[begin DATASET]

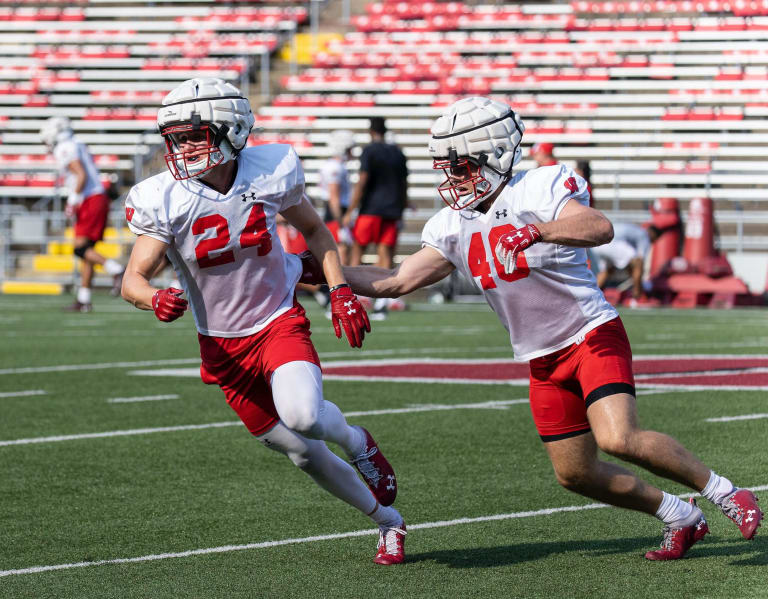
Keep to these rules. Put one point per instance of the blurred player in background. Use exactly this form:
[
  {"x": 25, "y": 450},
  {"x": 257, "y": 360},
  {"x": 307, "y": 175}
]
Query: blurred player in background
[
  {"x": 214, "y": 215},
  {"x": 380, "y": 196},
  {"x": 521, "y": 238},
  {"x": 543, "y": 154},
  {"x": 87, "y": 205},
  {"x": 628, "y": 250},
  {"x": 335, "y": 189}
]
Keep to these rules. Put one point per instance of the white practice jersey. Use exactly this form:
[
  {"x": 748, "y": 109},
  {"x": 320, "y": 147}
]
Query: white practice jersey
[
  {"x": 552, "y": 299},
  {"x": 69, "y": 150},
  {"x": 334, "y": 170},
  {"x": 225, "y": 248}
]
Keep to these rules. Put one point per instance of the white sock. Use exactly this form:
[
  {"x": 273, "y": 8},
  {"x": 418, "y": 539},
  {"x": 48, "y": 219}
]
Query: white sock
[
  {"x": 326, "y": 468},
  {"x": 297, "y": 390},
  {"x": 84, "y": 295},
  {"x": 674, "y": 511},
  {"x": 386, "y": 516},
  {"x": 717, "y": 488},
  {"x": 113, "y": 267}
]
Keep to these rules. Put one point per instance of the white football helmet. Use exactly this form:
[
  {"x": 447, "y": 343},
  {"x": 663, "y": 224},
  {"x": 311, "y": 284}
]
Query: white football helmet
[
  {"x": 209, "y": 106},
  {"x": 476, "y": 142},
  {"x": 341, "y": 142},
  {"x": 54, "y": 130}
]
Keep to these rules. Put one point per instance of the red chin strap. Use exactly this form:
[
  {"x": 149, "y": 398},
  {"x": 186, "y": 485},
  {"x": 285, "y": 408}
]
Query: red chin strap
[
  {"x": 461, "y": 188},
  {"x": 179, "y": 163}
]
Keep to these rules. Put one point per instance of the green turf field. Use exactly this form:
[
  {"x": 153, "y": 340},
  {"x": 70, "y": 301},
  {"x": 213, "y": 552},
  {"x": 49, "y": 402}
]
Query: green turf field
[{"x": 162, "y": 494}]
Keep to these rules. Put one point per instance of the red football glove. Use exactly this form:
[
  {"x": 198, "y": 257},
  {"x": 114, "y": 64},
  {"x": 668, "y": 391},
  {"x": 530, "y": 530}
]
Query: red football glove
[
  {"x": 512, "y": 243},
  {"x": 311, "y": 270},
  {"x": 167, "y": 304},
  {"x": 348, "y": 312}
]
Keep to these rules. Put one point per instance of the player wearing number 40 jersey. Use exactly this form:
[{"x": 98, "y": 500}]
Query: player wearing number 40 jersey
[
  {"x": 214, "y": 215},
  {"x": 521, "y": 238}
]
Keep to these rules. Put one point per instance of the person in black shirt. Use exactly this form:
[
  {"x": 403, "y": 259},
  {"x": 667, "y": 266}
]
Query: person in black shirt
[{"x": 380, "y": 196}]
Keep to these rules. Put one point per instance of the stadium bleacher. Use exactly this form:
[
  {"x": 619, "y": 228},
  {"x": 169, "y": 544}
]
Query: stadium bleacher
[{"x": 665, "y": 99}]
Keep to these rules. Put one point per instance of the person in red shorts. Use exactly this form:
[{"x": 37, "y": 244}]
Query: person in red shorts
[
  {"x": 378, "y": 199},
  {"x": 214, "y": 214},
  {"x": 87, "y": 204},
  {"x": 522, "y": 237}
]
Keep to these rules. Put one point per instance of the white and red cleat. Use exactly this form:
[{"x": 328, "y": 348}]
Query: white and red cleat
[
  {"x": 677, "y": 541},
  {"x": 741, "y": 507},
  {"x": 376, "y": 471},
  {"x": 391, "y": 548}
]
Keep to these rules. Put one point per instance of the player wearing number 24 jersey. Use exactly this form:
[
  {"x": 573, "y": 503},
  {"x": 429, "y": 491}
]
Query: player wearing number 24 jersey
[
  {"x": 214, "y": 215},
  {"x": 521, "y": 238}
]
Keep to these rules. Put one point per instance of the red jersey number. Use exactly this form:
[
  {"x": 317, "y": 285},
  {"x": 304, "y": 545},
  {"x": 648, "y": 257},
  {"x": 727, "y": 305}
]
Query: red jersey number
[
  {"x": 254, "y": 234},
  {"x": 478, "y": 259}
]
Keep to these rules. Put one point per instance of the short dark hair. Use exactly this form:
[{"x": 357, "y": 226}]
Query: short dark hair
[{"x": 377, "y": 125}]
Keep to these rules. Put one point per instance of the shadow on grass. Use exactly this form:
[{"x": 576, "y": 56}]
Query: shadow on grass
[{"x": 741, "y": 553}]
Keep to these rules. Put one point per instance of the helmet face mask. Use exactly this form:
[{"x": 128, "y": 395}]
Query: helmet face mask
[
  {"x": 191, "y": 150},
  {"x": 205, "y": 122},
  {"x": 476, "y": 142}
]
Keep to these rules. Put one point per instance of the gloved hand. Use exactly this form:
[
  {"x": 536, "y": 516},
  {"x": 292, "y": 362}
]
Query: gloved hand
[
  {"x": 512, "y": 243},
  {"x": 348, "y": 312},
  {"x": 167, "y": 304},
  {"x": 311, "y": 270}
]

[end DATASET]

- _WRITTEN TASK_
Each entry above should be reproduced exactly, with the pictures removed.

- _SOLUTION_
Keep to these rules. Put one point per instance of the blurred player in background. Use exactly this form:
[
  {"x": 25, "y": 450},
  {"x": 257, "y": 360},
  {"x": 307, "y": 175}
]
Query: blurred player in background
[
  {"x": 214, "y": 215},
  {"x": 380, "y": 196},
  {"x": 521, "y": 238},
  {"x": 543, "y": 154},
  {"x": 87, "y": 205},
  {"x": 628, "y": 250},
  {"x": 335, "y": 189}
]
Keep to these rules. Put one point per instance of the white practice jersey. Use exactly this form:
[
  {"x": 748, "y": 109},
  {"x": 320, "y": 147}
]
Query: white practice jersey
[
  {"x": 552, "y": 299},
  {"x": 69, "y": 150},
  {"x": 334, "y": 170},
  {"x": 225, "y": 248}
]
Keep to these rules. Put one point per instance of the white sock. Use exactly this form:
[
  {"x": 273, "y": 8},
  {"x": 418, "y": 539},
  {"x": 48, "y": 219}
]
Query: white sock
[
  {"x": 326, "y": 468},
  {"x": 297, "y": 390},
  {"x": 84, "y": 295},
  {"x": 674, "y": 511},
  {"x": 386, "y": 516},
  {"x": 717, "y": 488},
  {"x": 113, "y": 267}
]
Keep to these rules. Put one point per instance of the white football helmet. Use exactly this form:
[
  {"x": 447, "y": 343},
  {"x": 663, "y": 224},
  {"x": 311, "y": 284}
]
Query: white football helmet
[
  {"x": 209, "y": 106},
  {"x": 476, "y": 142},
  {"x": 341, "y": 142},
  {"x": 54, "y": 130}
]
Keep to these rules. Put one point per instance of the red chin strap. Use exactly this form:
[
  {"x": 149, "y": 398},
  {"x": 186, "y": 485},
  {"x": 285, "y": 408}
]
Query: red chin strap
[
  {"x": 461, "y": 188},
  {"x": 179, "y": 163}
]
Keep to these rules. Put one point per instance of the green turf field. Use exactly this form:
[
  {"x": 153, "y": 340},
  {"x": 70, "y": 301},
  {"x": 213, "y": 552},
  {"x": 49, "y": 402}
]
Query: green turf field
[{"x": 162, "y": 494}]
Keep to these rules. Put one point per instance of the red football glove. Use exactly this form:
[
  {"x": 198, "y": 257},
  {"x": 114, "y": 64},
  {"x": 668, "y": 391},
  {"x": 530, "y": 530}
]
Query: red football glove
[
  {"x": 512, "y": 243},
  {"x": 311, "y": 270},
  {"x": 167, "y": 304},
  {"x": 348, "y": 312}
]
Keep to these rules. Put one point per instance of the player wearing number 40 jersey. Use exactly this form:
[{"x": 98, "y": 500}]
Query: player wearing number 40 jersey
[
  {"x": 214, "y": 215},
  {"x": 521, "y": 238}
]
Keep to these rules. Put one point per instance of the person in black shirt. Use exactly this form:
[
  {"x": 403, "y": 259},
  {"x": 667, "y": 266}
]
Query: person in black shirt
[{"x": 380, "y": 196}]
Keep to these rules. Put one point per instance of the stadium bleacher. Use exactly this form:
[
  {"x": 619, "y": 228},
  {"x": 169, "y": 544}
]
Query: stadium bleacher
[{"x": 665, "y": 99}]
Keep to these rules. Put one point per instance of the person in red shorts. Use exactly this form:
[{"x": 37, "y": 244}]
Query: person in red shorts
[
  {"x": 378, "y": 199},
  {"x": 214, "y": 214},
  {"x": 87, "y": 204},
  {"x": 522, "y": 237}
]
Keep to these rules. Put one point per instance of the white and red cleat. Use exactly this form:
[{"x": 328, "y": 348}]
Query: white and red cleat
[
  {"x": 677, "y": 541},
  {"x": 741, "y": 507},
  {"x": 376, "y": 471},
  {"x": 391, "y": 548}
]
Keep to these rules. Put one point per instance of the player wearing number 24 jersey. Use exactly this form:
[
  {"x": 573, "y": 503},
  {"x": 429, "y": 491}
]
Query: player wearing number 24 jersey
[
  {"x": 214, "y": 215},
  {"x": 521, "y": 238}
]
Keep to these rules. Put one point per instance of the red jersey number. Use exactly this form:
[
  {"x": 317, "y": 285},
  {"x": 304, "y": 545},
  {"x": 648, "y": 257},
  {"x": 727, "y": 305}
]
Query: red jersey number
[
  {"x": 254, "y": 234},
  {"x": 478, "y": 259}
]
Keep to these rules. Put one point per instance of the short dark hair. Use exactly this form:
[{"x": 357, "y": 226}]
Query: short dark hair
[{"x": 377, "y": 125}]
Keep to these rules. Put one point per instance of the shadow on grass. Use exactly this form:
[{"x": 576, "y": 56}]
Query: shadow on grass
[{"x": 741, "y": 553}]
Keep to these rules. Put one point per instance of the helmet face mask. Use exactly this form:
[{"x": 128, "y": 395}]
Query: helmet face mask
[
  {"x": 191, "y": 150},
  {"x": 205, "y": 122},
  {"x": 476, "y": 142}
]
Keep to these rules. Put one point per instance of the gloved hand. Use exactly this form:
[
  {"x": 536, "y": 516},
  {"x": 292, "y": 362}
]
Query: gloved hand
[
  {"x": 512, "y": 243},
  {"x": 348, "y": 312},
  {"x": 167, "y": 304},
  {"x": 311, "y": 270}
]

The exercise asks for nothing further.